# About this task
The entries below must be copied exactly as they are.

== Stored data

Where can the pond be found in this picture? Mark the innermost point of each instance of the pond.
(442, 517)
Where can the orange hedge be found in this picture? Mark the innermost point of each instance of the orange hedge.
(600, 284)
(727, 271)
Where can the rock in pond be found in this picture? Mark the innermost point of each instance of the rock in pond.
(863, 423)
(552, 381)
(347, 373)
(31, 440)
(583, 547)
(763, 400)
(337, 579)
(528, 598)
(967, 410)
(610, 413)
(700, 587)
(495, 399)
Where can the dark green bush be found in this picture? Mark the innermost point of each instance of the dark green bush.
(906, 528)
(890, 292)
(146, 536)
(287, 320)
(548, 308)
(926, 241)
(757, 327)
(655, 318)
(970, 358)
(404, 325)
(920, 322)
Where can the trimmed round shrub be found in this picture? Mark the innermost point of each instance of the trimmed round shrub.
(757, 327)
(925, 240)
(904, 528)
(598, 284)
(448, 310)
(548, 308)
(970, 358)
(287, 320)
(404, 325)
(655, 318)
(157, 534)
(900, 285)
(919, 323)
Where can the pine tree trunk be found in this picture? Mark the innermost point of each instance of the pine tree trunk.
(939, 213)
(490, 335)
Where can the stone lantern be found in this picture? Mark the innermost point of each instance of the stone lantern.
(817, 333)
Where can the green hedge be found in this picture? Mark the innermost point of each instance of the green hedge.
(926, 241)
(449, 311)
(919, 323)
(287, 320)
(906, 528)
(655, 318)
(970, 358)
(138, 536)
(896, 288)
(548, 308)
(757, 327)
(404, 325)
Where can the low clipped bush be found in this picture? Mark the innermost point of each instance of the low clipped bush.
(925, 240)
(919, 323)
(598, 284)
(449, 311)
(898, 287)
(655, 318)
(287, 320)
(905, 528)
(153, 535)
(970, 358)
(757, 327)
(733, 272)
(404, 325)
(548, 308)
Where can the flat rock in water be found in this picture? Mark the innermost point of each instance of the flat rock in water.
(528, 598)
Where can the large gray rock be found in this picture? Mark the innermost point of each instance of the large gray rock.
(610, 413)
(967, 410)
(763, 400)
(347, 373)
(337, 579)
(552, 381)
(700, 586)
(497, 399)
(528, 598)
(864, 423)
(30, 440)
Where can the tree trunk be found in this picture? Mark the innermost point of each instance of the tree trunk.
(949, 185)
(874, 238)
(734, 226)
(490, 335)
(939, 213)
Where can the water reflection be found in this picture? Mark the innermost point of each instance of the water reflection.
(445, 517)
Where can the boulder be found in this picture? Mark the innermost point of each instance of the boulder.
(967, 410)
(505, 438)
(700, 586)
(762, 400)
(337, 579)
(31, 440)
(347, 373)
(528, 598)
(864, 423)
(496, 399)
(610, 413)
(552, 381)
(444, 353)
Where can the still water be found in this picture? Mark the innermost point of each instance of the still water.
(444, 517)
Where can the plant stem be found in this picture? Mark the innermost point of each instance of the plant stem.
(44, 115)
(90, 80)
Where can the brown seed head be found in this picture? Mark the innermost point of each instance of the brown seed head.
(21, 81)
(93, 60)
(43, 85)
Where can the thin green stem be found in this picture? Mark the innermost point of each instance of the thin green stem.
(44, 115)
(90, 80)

====

# Result below
Where can the pond be found in this picture? Mark the innermost point of each instance of the pond.
(442, 517)
Where can the orange hedge be found in this picture? Mark the innermost point of each instance of the orange hedge.
(600, 284)
(727, 271)
Where can the rock in pond be found in this picture? Mark the innermost point of each instance of the rock in pond.
(863, 423)
(552, 381)
(347, 373)
(31, 440)
(583, 547)
(763, 400)
(337, 579)
(528, 598)
(967, 410)
(610, 413)
(700, 587)
(495, 399)
Where can the dark green bush be found in this picture? Mark the innermost point of each instance of the dark green bush.
(906, 528)
(890, 292)
(146, 536)
(287, 320)
(548, 308)
(926, 241)
(757, 327)
(655, 318)
(970, 358)
(404, 325)
(920, 322)
Where can the trimmed round shrub be found in this picture? Mark the innermost point of each instance of the trimmed round shrub.
(757, 327)
(925, 240)
(904, 528)
(598, 284)
(448, 310)
(548, 308)
(970, 358)
(287, 320)
(404, 325)
(655, 318)
(157, 534)
(900, 285)
(919, 323)
Where can the pine tree trunk be found in this picture? Mark the innermost point of each instance of the pine tree trunk.
(939, 213)
(490, 335)
Where can the stone lantern be found in this picture? Mark the innermost point of each instance of the stone lantern.
(817, 333)
Where can the green hedge be found in this picture? Mark the innermost point of each instance of the green hedge.
(926, 241)
(449, 311)
(919, 323)
(287, 320)
(906, 528)
(655, 318)
(970, 358)
(138, 536)
(896, 288)
(548, 308)
(757, 327)
(404, 325)
Where can the low clipped bush be found in this picture? Mark the innermost point of each instance of the low clipped bush.
(925, 240)
(919, 323)
(598, 284)
(449, 311)
(898, 287)
(655, 318)
(287, 320)
(905, 528)
(153, 535)
(970, 358)
(757, 327)
(733, 272)
(404, 325)
(548, 308)
Where can the flat rock in water be found in this picture? Mark the innermost point of each instance of the flat rock in water.
(528, 598)
Where can the large gray rock be found in this picture? Mark the innermost point of each instance of the large gray rock.
(610, 413)
(967, 410)
(763, 400)
(347, 373)
(337, 579)
(552, 381)
(700, 586)
(497, 399)
(528, 598)
(864, 423)
(30, 440)
Where can the tree trunk be found in this picture? Mark the innermost point of each instance of the tree trunk.
(949, 185)
(874, 238)
(734, 226)
(490, 335)
(939, 213)
Where can the water reflection be found in this picture? Mark the innermost point of each instance of the water reflection.
(445, 517)
Where can the boulder be found in this picture? Mark the innermost point of each instance of the boulder.
(967, 410)
(505, 438)
(700, 586)
(762, 400)
(337, 579)
(31, 440)
(347, 373)
(528, 598)
(864, 423)
(496, 399)
(610, 413)
(552, 381)
(444, 353)
Where can the still water be found in this picture? Mark the innermost point of each instance of the still water.
(444, 517)
Where can the plant stem be found in this picture? Mark the innermost point of each instance of the plant stem.
(44, 115)
(90, 80)
Where can the brown seed head be found in this picture? Mark the innermost point of each instance of the brown seed head.
(21, 81)
(93, 60)
(43, 85)
Where can the thin green stem be found in this picture? Mark the innermost point of each instance of the thin green stem.
(44, 115)
(90, 80)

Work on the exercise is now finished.